Panem et circenses significa dare quel minimo indispensabile di cibo agli indigenti, agli schiavi, ai servi, cioè a quella plebe che potrebbe divenire un pericolo sociale, come in effetti a volte lo è stata. Circense è quella scheggia di distrazione che viene gentilmente concessa di tanto in tanto: il riposo della domenica, magari usato non solo per andare in Chiesa ma anche per provvedere a benefici per i potenti, come tutte le “Feste Comandate”, create con la specifica funzione di indottrinare e soggiogare. Oggi, dopo tre secoli di illuminismo (che fra l’altro si vogliono cancellare), ai fenomeni del divagare e del proselitare si sono aggiunti quelli del consumismo. Agli antichi pulpiti si sono aggiunti i Media e le varie tecniche della comunicazione, che sono state ampiamente sfruttate in forme più utili alle multinazionali come ai parroci ed ai vescovi. Il consumismo ha portato l’interesse della cultura nella direzione del reale, costituendo una sfida nei confronti del religioso. Le religioni hanno snaturato la natura ed il consumismo la sta distruggendo. Che disastro! Del bambino nato nella grotta e poverino asfissiato dal fiato della mucca e dell’asino ed assordato dalle trombe degli angeli, ed illuso dai regali dei magi, non si vede più la promessa di salvezza, per quanto per la maggioranza degli indottrinati questo signore mantenga molta autorità. L’allargarsi delle conoscenze ci ha distratto dai plagi delle credenze, in quanto l’informazione si è arricchita mostrando, creando dubbi e contraddizioni. Fra le tante storie di Natali, nelle nostre tradizioni occidentali si narra di un primo Dio, Eros (il sesso è sempre stata una fissazione), dalla provenienza sconosciuta, il quale si coniuga con Gea. Da questa unione nasce Urano, che non si sa come ottiene la successione divina, ma si dice che prendesse per moglie la madre Gea.
Gea indusse il figlio Chronos ad uccidere il padre Urano, così compiendo con il precedente incesto anche il primo parricidio e theocidio della leggenda.

*****

(Istruzioni):
1. Secondo il testo su panem et circenses, che cosa si è aggiunto agli antichi pulpiti?
2. Riassumi in due frasi il testo su panem et circenses e sul consumismo.
3. Prosegui il testo su panem et circenses dopo la frase sul parricidio di Urano da parte di Chronos.
Le voci che seguono non servono per svolgere il lavoro.

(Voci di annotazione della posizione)
*****

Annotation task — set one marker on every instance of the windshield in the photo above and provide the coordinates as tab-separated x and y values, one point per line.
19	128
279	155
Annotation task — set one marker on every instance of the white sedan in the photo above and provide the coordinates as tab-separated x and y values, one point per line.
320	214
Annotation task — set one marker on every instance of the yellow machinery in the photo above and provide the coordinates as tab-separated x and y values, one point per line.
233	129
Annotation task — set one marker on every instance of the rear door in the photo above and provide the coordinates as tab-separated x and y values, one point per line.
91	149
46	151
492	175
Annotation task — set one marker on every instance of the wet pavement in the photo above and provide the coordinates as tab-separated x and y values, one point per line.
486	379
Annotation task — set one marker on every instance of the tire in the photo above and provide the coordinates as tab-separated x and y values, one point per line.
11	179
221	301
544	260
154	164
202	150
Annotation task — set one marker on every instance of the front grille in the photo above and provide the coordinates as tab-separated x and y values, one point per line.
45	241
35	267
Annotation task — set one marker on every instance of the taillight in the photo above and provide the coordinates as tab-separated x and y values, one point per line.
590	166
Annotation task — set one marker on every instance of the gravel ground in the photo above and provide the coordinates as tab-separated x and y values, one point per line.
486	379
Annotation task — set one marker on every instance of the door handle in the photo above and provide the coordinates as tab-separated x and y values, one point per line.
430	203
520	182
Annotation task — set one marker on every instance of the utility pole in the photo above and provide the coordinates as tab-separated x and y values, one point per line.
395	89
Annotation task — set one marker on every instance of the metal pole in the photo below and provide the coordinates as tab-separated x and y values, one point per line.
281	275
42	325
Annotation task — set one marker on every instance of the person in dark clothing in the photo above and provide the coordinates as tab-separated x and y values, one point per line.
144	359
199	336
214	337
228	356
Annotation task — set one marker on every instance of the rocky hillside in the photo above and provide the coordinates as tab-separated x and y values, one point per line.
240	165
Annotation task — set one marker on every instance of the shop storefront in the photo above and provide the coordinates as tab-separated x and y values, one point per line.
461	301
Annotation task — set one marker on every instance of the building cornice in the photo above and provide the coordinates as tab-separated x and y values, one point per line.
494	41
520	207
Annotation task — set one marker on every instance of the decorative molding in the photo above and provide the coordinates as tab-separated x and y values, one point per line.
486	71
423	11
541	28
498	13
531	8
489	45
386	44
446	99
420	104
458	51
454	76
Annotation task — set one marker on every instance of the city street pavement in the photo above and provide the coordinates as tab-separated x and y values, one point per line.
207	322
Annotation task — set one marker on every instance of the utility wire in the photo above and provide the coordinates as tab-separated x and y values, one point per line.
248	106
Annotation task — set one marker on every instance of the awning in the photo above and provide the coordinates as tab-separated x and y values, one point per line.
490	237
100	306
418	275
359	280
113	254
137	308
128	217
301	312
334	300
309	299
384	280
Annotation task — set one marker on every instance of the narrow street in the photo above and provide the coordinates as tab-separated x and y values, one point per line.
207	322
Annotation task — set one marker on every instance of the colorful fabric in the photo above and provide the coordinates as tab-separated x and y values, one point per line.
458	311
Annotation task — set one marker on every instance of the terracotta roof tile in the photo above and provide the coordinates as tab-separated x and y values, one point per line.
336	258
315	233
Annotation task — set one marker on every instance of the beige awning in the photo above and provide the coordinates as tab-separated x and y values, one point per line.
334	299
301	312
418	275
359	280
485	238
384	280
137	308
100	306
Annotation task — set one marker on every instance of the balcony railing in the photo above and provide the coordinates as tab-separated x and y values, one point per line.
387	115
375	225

*****

(Soluzioni degli esercizi):
1. Si sono aggiunti i Media e le varie tecniche della comunicazione.

2. Il testo sostiene che panem et circenses significa concedere alla plebe il minimo di cibo e qualche distrazione, come il riposo domenicale e le "Feste Comandate", per indottrinarla e soggiogarla, e che oggi a ciò si è aggiunto il consumismo, mentre ai pulpiti si sono affiancati i Media. Le religioni hanno snaturato la natura e il consumismo la sta distruggendo, l'allargarsi delle conoscenze ha creato dubbi sulle credenze, e fra le storie di Natali della tradizione occidentale si narra di Eros e Gea, da cui nasce Urano, ucciso poi dal figlio Chronos su istigazione di Gea.

3.
È ben noto oggi come miti, leggende e storie religiose, si siano nutrite dalle esperienze umane dove i figli uccidevano i padri (Re o altri) per sostituirli nel godimento dei beni e che ugualmente, spesso, i padri, uccidessero i figli per paura di essere da questi uccisi. Tali fatti si possono collegare alle arcaiche uccisioni dei Re di Maggio e poi di altre divinità, sacrifici che tali non erano ma che volevano sostituire al divino invecchiato un divino più efficiente e robusto, per ottenere ciò che gli veniva richiesto (quando ancora le divinità non erano eterne!).
Chronos si mangia i propri figli per questa ragione e la moglie Rea, salva l’ultimo di questi, Giove, che diviene il nuovo Dio. È interessante notare la similitudine con il nome di Geova (Yavhee) che fa pensare siano questi due Dei la stessa persona. Se ciò fosse, allora Gesù Cristo sarebbe il quarto pargolo della theogonia occidentale: figlio di Giove, nipote di Chronos, bisnipote di Urano e trisnipote di Eros!
È difficile oggi accettare gli enormi costi e gli effetti della distrazione di tutte le diatribe del surreale e del costruito da questi signori che ci impongono le cose che pare che i loro Dei richiedano. Polemiche e lotte (come le dispute etiche e simili) distraggono dalla vera cosa reale che è la bomba demografica e la conseguente distruzione del pianeta.
Interessi miopi ed egoistici, come sempre oscurano le realtà creando immaginari irreali. Ma intanto noi consumiamo le nostre energie mandandoci auguri che oggi appaiono assolutamente fuori posto e ce la godiamo spendendo capitali enormi che ben altrimenti potrebbero essere utilizzati. Innumerevoli sono le inutili spese: fuochi d’artificio (le esplosioni delle nostre ignoranti impotenze), gli scoppi dei petardi, le candele, le luminarie, le palle colorate, i nastri d’oro, d’argento e rossi, i regali imposti, per non parlare dello spreco di cibi e bevande, e tutte quelle altre decorazioni kitsch e certamente di cattivo gusto come i Presepi, i Babbi Natali che solcano i cieli su slitte trainate dai cervi (il carro del sole nordico?), le streghe che invece percorrono gli spazi a cavallo di scope… e simili castronerie.
Intanto il pianeta scoppia.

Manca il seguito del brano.